[[ Records open ]]

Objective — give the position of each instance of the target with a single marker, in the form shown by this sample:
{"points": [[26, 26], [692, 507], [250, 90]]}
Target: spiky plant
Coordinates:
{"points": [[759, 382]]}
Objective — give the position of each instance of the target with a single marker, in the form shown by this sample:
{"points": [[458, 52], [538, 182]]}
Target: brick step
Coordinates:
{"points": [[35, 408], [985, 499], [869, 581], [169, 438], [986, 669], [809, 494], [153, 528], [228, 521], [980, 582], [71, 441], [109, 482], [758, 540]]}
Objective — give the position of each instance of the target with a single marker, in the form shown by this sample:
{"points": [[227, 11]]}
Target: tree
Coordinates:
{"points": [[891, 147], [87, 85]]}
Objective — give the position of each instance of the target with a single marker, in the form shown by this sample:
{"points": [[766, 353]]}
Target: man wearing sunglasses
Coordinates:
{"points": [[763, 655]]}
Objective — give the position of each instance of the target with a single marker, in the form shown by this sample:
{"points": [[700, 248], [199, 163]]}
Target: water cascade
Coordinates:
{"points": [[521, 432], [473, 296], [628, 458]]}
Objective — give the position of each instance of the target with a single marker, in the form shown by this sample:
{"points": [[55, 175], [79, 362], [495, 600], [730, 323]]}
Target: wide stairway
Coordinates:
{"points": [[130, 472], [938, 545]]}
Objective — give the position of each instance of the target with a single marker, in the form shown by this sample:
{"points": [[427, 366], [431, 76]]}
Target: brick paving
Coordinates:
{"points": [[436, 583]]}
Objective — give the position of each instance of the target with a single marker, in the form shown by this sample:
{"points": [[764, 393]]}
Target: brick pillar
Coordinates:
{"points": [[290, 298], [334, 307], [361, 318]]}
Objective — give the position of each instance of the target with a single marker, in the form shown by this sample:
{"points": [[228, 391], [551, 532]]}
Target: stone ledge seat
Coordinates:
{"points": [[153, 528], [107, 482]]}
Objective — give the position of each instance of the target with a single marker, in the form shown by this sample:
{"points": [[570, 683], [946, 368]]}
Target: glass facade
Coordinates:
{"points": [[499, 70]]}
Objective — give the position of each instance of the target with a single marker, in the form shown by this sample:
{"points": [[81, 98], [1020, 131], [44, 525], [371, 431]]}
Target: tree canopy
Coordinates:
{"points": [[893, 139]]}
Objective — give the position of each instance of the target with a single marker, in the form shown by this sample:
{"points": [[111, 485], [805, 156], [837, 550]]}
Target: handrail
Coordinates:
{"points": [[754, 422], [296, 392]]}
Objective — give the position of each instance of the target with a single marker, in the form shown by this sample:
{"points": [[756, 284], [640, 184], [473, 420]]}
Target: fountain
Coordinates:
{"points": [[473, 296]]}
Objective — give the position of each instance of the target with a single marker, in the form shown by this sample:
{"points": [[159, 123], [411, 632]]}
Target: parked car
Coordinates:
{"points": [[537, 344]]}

[[ Records closed ]]

Filter the listing above so that only lines holding the word "brick" remain, and report those lines.

Target: brick step
Target: brick paving
Target: brick pillar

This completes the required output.